Your task: Would you repeat every entry below word for word but drop the images?

-=-=-=-=-

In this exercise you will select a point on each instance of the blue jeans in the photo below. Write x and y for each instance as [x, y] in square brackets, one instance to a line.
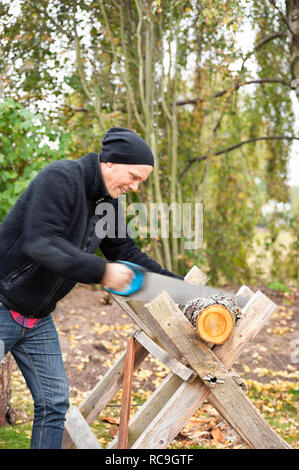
[37, 352]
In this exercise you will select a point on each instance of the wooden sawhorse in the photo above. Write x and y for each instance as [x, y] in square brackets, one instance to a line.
[198, 372]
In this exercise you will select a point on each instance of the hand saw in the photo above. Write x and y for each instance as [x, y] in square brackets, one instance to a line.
[146, 285]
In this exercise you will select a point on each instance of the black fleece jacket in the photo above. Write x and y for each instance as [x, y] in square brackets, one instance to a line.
[48, 239]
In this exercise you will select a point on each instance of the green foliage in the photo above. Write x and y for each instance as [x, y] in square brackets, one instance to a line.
[278, 286]
[129, 64]
[26, 146]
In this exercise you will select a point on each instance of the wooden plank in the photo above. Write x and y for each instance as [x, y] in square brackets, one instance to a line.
[126, 395]
[153, 406]
[105, 390]
[79, 431]
[172, 364]
[237, 409]
[180, 331]
[171, 418]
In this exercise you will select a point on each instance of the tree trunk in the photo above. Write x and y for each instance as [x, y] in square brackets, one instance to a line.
[292, 8]
[7, 414]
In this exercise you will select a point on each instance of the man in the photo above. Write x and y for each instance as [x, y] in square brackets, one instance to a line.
[47, 245]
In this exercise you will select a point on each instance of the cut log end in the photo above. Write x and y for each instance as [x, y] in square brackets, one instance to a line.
[215, 324]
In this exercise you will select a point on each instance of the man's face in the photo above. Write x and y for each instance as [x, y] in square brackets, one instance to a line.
[120, 178]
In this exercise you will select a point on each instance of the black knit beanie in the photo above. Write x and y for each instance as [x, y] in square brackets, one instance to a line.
[124, 146]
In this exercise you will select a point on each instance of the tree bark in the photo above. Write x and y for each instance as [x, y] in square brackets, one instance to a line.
[7, 414]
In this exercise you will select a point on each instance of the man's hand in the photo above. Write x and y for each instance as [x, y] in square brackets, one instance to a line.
[117, 276]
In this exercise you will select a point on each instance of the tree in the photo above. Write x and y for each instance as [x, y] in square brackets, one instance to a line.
[174, 72]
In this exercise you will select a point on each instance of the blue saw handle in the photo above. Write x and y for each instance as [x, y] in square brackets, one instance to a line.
[136, 282]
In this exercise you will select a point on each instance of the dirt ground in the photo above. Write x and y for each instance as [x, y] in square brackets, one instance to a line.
[93, 334]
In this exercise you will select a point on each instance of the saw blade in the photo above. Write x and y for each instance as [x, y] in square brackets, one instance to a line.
[180, 291]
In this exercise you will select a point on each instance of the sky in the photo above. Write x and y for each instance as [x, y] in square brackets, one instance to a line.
[245, 41]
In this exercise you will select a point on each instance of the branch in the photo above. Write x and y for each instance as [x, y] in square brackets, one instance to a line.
[236, 86]
[283, 17]
[233, 147]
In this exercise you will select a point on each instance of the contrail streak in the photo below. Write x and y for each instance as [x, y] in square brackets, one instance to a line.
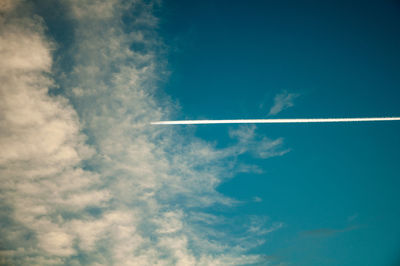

-=-=-=-=-

Exercise solution:
In this exercise you will select a point on each instance of the blue jeans in the photo below. Write x and y for each instance as [x, y] in square brackets, one instance to a line.
[37, 352]
In this exercise you will select a point on each instance of the wooden sawhorse in the photo above. Write x and y for each instance as [x, y] in square brackets, one instance to a line.
[198, 372]
In this exercise you will select a point on each instance of the hand saw in the photo above. Write x and y for each instance as [x, y] in square brackets, one instance to a line.
[146, 285]
In this exercise you will select a point on each instance of the black fleece jacket in the photo above. Write x and y for each instance as [x, y] in square brackets, one instance to a line.
[48, 239]
In this exercise you will select a point on each instance of the green foliage in the photo above. Write x and y for each instance as [x, y] in square brackets, one instance to a line.
[278, 286]
[129, 64]
[26, 146]
In this exercise you will select a point on each instance of the wooden plank in the photo above. Write x and y for each instance as [x, y] in square brackets, one instance to a line.
[126, 395]
[153, 406]
[105, 390]
[79, 431]
[172, 364]
[237, 409]
[180, 331]
[171, 418]
In this exercise you will select a point on each instance of the tree trunk in the photo above. Write x and y for each instance as [x, y] in square brackets, one instance to a line.
[292, 8]
[7, 414]
In this exercise you will select a point on each instance of the man in the photo above. Write x and y for each instance as [x, y] in square brackets, one instance to a line.
[47, 245]
In this exercise you will select a point on each instance of the cut log end in the photo above. Write x and y for each instance as [x, y] in square brackets, one instance to a line.
[215, 324]
In this exercise you will select a point on each instance of the man's face in the photo above. Write x and y for each instance as [x, y] in square brackets, one instance to a line.
[120, 178]
In this exercise you will select a point on each instance of the black knit beanie in the photo above. Write x and y for each instance as [x, y] in square brackets, one instance to a line.
[124, 146]
In this exercise you will select a point on each instance of the tree bark in the photo above. Write x and y for each instance as [x, y] in square brackets, one instance to a line.
[7, 414]
In this exercise you will select a point on each instance of the man's hand in the photo above. Write x and y for each instance as [x, y] in square brackets, one instance to a line.
[117, 276]
In this exercise you will select a point on each instance of the tree in the photo above. Write x and y for each instance as [x, y] in square brackets, one instance to a line.
[174, 72]
In this exercise you will select a point on each instance of the blue saw handle in the photo above. Write x and y for each instance as [x, y] in square brackets, one instance to a line.
[136, 282]
In this exercise you will select a point on each instance of the dirt ground in the photo above. Write x and y for each instance as [x, y] in square brackets, one instance to a line.
[93, 334]
In this exercise you will select a point on each instance of the saw blade in the photo above. Write x and y for each instance as [x, y] in square brackets, one instance to a line.
[180, 291]
In this exercise you will select a point on each instance of the sky in the photo above. Write x and y for each instance as [x, y] in square brackets, one instance to a line.
[245, 41]
In this exercise you will select a point on each instance of the branch in the photo above. Write x and y for each instance as [x, y] in square brackets, one instance to a line.
[236, 86]
[283, 17]
[233, 147]
In this exercise you will select a point on each instance of the contrail streak in the photo below. Write x and y for each instance as [x, y] in square brackets, one instance to a line.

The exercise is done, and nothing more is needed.